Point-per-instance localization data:
-------------------------

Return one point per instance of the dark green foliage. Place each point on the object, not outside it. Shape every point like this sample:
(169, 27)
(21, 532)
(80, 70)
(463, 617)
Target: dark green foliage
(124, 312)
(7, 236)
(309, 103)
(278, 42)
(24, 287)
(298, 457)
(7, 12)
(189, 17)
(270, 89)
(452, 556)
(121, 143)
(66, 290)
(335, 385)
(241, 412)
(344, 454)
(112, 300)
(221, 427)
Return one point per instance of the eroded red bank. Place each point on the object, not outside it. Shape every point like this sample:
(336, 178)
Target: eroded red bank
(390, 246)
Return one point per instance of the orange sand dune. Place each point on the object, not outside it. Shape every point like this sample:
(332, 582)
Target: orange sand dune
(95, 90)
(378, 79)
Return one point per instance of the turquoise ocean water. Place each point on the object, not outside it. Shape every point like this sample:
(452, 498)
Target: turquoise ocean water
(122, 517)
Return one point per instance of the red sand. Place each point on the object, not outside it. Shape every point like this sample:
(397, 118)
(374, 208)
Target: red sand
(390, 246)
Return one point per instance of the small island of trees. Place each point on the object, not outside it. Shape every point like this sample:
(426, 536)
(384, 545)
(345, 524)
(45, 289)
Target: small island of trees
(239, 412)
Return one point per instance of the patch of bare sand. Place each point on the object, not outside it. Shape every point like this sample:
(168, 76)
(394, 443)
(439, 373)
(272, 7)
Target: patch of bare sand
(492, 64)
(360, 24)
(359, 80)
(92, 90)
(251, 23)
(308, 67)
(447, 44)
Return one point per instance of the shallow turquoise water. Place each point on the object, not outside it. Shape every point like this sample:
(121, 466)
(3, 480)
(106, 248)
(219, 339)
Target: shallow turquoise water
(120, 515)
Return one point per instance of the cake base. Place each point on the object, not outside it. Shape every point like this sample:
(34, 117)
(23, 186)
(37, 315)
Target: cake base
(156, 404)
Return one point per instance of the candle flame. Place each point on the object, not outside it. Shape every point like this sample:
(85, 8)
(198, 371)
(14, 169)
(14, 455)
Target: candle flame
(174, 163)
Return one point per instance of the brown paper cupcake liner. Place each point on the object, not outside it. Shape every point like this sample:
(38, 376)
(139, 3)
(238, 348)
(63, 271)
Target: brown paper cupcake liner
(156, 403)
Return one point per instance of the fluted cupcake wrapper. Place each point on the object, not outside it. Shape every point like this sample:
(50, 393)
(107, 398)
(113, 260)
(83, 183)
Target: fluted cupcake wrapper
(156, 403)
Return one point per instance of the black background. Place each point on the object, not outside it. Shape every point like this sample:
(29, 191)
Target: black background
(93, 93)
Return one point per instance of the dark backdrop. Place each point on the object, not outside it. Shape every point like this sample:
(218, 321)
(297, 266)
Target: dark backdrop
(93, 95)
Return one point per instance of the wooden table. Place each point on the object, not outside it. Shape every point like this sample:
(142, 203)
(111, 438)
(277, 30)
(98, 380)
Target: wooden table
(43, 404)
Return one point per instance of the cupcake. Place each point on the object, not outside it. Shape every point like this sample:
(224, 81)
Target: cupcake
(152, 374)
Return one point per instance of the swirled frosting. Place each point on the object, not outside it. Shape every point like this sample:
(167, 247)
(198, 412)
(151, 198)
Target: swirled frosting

-------------------------

# [Task requirements]
Only lines that contain the string "swirled" count; pick each one out of the records and copy it.

# [Result of the exercise]
Return one point per instance of the swirled frosting. Place each point on the object, not outside it. Shape every point like this sample:
Target: swirled frosting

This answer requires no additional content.